**AIM**. Repeat the listing in full, word for word.

**GIVEN RECORDS**.
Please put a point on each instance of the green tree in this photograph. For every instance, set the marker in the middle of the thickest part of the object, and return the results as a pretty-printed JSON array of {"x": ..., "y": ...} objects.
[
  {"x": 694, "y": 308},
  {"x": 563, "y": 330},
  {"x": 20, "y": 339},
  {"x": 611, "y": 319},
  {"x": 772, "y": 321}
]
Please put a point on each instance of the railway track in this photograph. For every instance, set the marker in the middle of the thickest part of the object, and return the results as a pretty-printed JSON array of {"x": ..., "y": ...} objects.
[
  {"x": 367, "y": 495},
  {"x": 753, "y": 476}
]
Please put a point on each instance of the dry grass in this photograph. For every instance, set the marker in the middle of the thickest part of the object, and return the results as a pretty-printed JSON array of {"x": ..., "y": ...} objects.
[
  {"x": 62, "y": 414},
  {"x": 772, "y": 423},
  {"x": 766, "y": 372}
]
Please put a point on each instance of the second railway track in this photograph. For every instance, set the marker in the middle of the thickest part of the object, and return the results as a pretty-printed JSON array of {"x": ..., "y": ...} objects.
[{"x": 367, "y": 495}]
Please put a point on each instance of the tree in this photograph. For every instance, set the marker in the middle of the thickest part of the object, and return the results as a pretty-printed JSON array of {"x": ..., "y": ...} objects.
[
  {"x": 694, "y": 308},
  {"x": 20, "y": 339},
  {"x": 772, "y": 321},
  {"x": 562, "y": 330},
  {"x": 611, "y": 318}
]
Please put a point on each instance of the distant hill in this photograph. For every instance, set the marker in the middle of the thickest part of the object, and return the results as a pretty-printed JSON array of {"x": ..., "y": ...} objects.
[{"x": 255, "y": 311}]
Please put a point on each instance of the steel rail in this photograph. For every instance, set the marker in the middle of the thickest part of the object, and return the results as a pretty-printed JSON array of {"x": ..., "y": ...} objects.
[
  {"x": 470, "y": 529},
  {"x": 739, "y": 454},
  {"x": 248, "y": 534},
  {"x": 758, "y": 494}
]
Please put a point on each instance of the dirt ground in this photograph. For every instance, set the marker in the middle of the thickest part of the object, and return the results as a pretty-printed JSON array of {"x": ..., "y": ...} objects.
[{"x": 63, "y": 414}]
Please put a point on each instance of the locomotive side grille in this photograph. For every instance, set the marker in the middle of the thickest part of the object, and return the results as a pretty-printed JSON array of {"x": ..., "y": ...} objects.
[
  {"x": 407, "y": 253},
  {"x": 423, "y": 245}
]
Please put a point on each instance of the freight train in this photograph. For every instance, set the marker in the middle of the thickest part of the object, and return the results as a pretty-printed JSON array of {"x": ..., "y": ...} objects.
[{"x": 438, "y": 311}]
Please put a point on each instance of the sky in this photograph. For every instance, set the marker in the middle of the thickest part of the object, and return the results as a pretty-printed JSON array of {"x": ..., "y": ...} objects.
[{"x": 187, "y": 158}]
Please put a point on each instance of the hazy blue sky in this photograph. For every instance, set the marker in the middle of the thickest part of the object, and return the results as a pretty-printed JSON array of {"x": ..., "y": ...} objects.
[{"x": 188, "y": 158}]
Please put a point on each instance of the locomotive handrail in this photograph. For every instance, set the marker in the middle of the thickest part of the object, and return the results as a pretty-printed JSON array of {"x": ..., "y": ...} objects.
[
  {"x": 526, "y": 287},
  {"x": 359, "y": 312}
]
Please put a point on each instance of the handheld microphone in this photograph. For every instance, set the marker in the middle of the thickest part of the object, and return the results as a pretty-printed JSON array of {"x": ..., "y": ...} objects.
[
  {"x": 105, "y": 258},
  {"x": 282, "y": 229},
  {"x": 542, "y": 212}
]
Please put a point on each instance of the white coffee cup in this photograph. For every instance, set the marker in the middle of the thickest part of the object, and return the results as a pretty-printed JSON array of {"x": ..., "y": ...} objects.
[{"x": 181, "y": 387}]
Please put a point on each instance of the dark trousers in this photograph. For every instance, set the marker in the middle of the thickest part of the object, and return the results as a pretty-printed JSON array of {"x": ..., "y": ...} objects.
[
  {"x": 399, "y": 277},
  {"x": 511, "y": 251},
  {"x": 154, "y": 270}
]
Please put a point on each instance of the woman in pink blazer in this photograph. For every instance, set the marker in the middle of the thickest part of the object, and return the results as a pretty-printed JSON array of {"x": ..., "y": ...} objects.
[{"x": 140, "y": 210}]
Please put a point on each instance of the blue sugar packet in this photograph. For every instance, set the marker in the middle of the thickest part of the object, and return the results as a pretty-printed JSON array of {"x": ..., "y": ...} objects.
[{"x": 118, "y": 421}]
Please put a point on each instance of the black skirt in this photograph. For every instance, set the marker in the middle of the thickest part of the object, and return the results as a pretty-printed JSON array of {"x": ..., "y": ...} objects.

**EXERCISE SOLUTION**.
Please put a point on each instance of the green tree in this photograph. For every instance, set the marker in the middle of the thickest part of the object, and return the results as a pretty-printed JSON array of {"x": ..., "y": ...} objects.
[
  {"x": 694, "y": 308},
  {"x": 563, "y": 330},
  {"x": 20, "y": 339},
  {"x": 611, "y": 319},
  {"x": 772, "y": 321}
]
Please put a point on each instance of the railway track in this photograph. For every instance, set the marker in the middle of the thickest part of the object, and return the results as a pretty-printed JSON array of {"x": ..., "y": ...} objects.
[
  {"x": 367, "y": 495},
  {"x": 753, "y": 476}
]
Please put a point on each instance of the dry grass in this photograph. For every instance, set the marker in the middle of the thickest part of the object, and return the results as a pretty-printed JSON array of {"x": ..., "y": ...} objects.
[
  {"x": 62, "y": 414},
  {"x": 772, "y": 423},
  {"x": 766, "y": 372}
]
Please put a point on each instance of the second railway track in this photograph. For every instance, set the marker in the middle of the thickest part of the object, and return the results as a pretty-printed JSON array of {"x": ..., "y": ...} objects.
[{"x": 367, "y": 495}]
Please put a point on each instance of the tree in this photograph. For every instance, set the marker in the middle of the thickest part of the object, and return the results as a pretty-printed JSON array of {"x": ..., "y": ...} objects.
[
  {"x": 694, "y": 308},
  {"x": 20, "y": 339},
  {"x": 772, "y": 321},
  {"x": 562, "y": 330},
  {"x": 611, "y": 318}
]
Please put a point on each instance of the distant hill in this photograph. For every instance, set the marker in the middle of the thickest part of the object, and return the results as a pretty-printed JSON array of {"x": ..., "y": ...} objects.
[{"x": 255, "y": 311}]
Please put a point on each instance of the steel rail in this photograph. For every instance, set the marker in the middle of the thickest part of the object, and return the results as a pretty-printed JSON array of {"x": ..., "y": ...} objects.
[
  {"x": 470, "y": 529},
  {"x": 739, "y": 454},
  {"x": 248, "y": 534},
  {"x": 758, "y": 494}
]
Please put a point on each instance of the dirt ground in this photograph. For every instance, set the marker in the middle of the thickest part of the object, and return the results as a pretty-printed JSON array of {"x": ..., "y": ...} objects.
[{"x": 63, "y": 414}]
Please put a point on each instance of the locomotive side grille in this photograph. For every instance, set the marker in the middle of the thickest part of the object, and return the results as a pretty-printed JSON array of {"x": ..., "y": ...} objects.
[
  {"x": 407, "y": 253},
  {"x": 423, "y": 245}
]
Please put a point on each instance of the freight train in this photograph. For every instance, set the marker in the middle of the thickest part of the object, and return the results as a pretty-printed JSON array of {"x": ..., "y": ...} objects.
[{"x": 438, "y": 311}]
Please put a point on each instance of the sky in this photograph. For every instance, set the marker in the middle of the thickest part of the object, and return the results as a pretty-printed JSON array of {"x": ..., "y": ...} objects.
[{"x": 187, "y": 158}]
Please put a point on each instance of the hazy blue sky in this photograph. For every instance, set the marker in the middle of the thickest part of the object, and return the results as a pretty-printed JSON array of {"x": ..., "y": ...} objects.
[{"x": 188, "y": 158}]
Please put a point on each instance of the locomotive handrail in this photograph. For every instance, set the marker in the middle of the thickest part of the object, and return the results as a pretty-printed JSON array of {"x": ..., "y": ...} objects.
[
  {"x": 526, "y": 287},
  {"x": 359, "y": 312}
]
Please put a point on each instance of the handheld microphone in this photograph. For every instance, set the marker in the middle of the thickest part of the object, and return the results as a pretty-printed JSON array of {"x": ..., "y": ...} objects.
[
  {"x": 105, "y": 258},
  {"x": 282, "y": 229},
  {"x": 542, "y": 212}
]
Please put a point on each instance of the white coffee cup in this photograph. For every instance, set the marker in the middle of the thickest part of the object, and return the results as a pretty-printed JSON array of {"x": ..., "y": ...} objects.
[{"x": 181, "y": 387}]
Please put a point on each instance of the dark trousers in this photograph. For every instance, set the marker in the middle of the thickest part of the object, and return the results as a pretty-printed JSON array of {"x": ..., "y": ...} objects.
[
  {"x": 399, "y": 277},
  {"x": 511, "y": 251},
  {"x": 154, "y": 270}
]
Please put a point on each instance of the woman in pink blazer in this photograph. For every instance, set the marker in the middle of the thickest part of the object, and return the results as a pretty-printed JSON array of {"x": ..., "y": ...} objects.
[{"x": 140, "y": 210}]
Please put a point on each instance of the blue sugar packet in this photograph. For every instance, set the marker in the middle of the thickest part of the object, and return the results as a pretty-printed JSON array of {"x": ..., "y": ...} objects.
[{"x": 118, "y": 421}]
Please put a point on each instance of the black skirt in this photograph. For every instance, set the marker in the middle of the thickest part of the object, and return the results as a pretty-printed JSON array of {"x": ..., "y": ...} objects.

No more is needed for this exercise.